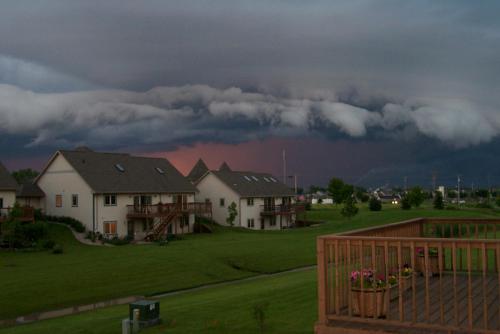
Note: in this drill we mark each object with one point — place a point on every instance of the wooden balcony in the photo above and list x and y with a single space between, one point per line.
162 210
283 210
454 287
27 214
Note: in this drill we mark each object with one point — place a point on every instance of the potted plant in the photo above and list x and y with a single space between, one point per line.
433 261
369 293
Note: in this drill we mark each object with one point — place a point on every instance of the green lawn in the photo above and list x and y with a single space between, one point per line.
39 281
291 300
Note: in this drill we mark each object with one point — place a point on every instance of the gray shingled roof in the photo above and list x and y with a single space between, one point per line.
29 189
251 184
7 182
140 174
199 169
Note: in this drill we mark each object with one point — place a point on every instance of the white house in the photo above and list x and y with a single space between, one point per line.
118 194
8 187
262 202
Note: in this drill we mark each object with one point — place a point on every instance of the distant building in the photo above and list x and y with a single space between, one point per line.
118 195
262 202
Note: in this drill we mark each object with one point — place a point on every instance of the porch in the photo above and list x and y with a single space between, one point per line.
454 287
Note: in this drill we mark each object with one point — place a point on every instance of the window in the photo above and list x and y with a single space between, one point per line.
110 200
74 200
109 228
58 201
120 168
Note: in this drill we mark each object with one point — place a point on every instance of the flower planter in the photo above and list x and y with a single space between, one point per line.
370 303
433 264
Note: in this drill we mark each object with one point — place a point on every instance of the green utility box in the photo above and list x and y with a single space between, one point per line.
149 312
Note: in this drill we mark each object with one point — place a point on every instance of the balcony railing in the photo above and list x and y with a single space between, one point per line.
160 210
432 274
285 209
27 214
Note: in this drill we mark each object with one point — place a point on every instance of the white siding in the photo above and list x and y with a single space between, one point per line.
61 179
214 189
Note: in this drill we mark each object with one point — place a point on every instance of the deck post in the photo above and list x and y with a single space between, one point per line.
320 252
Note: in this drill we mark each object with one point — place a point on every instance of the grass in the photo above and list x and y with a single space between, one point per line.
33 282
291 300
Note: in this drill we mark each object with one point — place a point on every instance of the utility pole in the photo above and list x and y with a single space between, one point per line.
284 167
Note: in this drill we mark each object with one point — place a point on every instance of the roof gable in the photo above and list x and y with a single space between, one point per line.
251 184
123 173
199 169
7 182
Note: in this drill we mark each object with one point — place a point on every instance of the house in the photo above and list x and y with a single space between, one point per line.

************

For this exercise, return the data above exactly and leave every picture out.

Note: in this drill we mark each object with one point — place a point on every instance of the wooden balcony in the photo above and list x and y with a single space between, one point per line.
162 210
283 210
454 287
27 214
Note: in this drill we mark each object with one point — place a point on every instance of the potted plant in the photo above and list x and y with a single space between, one point per line.
433 261
369 293
Note: in this drill we mark each object with one point — place a point on every instance of the green lawn in the photo above and list x and y with a single space between, one point per line.
39 281
291 300
Note: in this drill we mark each object with one point — place a point on every instance of the gray shingled roof in the photo above and list x and y with a single space between, one point per line.
29 189
251 184
7 182
140 174
199 169
Note: in this drill we mark each object with one point — place a point on every instance of the white house in the photo above and list x and y with a single space between, one point per line.
118 194
8 187
262 202
Note: in this drill we mark each object with one point — place a point on every instance of the distant building in the photo above and list x and y with a single space between, one point per line.
118 195
262 202
Note: in this drill we mark each object with one point — place a point on every instance of the porch in the photo above and list x and y with a single space between, one point per line.
454 287
Note: in this drill we mark each object with one point — place a point on every instance of the window in the photo above and list x and y with a single space between, one point per line.
110 200
74 200
109 228
58 201
120 168
Note: in this drill we mark each object with one point — place a point on every instance of the flower planter in the photo above and list x and y with a single space between, one point per line.
370 303
433 264
Note: in this drill we mark each object with one point — place a point on every instance of the green utility box in the photo above and list x and y with a single space between, one point per line.
149 312
Note: in this drill we mark each object with one point — place a point on every instance of the balcony railing in the photo above and list x and y with a single space between, one point per line.
160 210
432 274
285 209
27 214
Note: in this drill we mark each object with one point — place a point on every instance of the white siding in the photo above and list x and y with a single space between, one point per line.
61 179
214 189
Note: in this drill we mark each object with one point — place a point on every instance of the deck post in the photo above and list x and y with a single space between, one point per line.
320 252
Note: in this drill we mark each object with one point — place a point on every instance of the grass in the photo above and list x and y with a single space between, one point per line.
33 282
291 300
Note: in this drill we mark each object with one point — place a point on every instance of the utility pole in the photo above and list x and y with a single space between, one point per line.
284 167
Note: in this drill we mark each object with one point — place a point on every instance of the roof gable in the photo above and list x and y with a single space between, one point per line.
251 184
123 173
199 169
7 182
Note: in this drill we mark each object with one point — place a point on every instance of the house in the photo above and list x and y with a single space between, one point per line.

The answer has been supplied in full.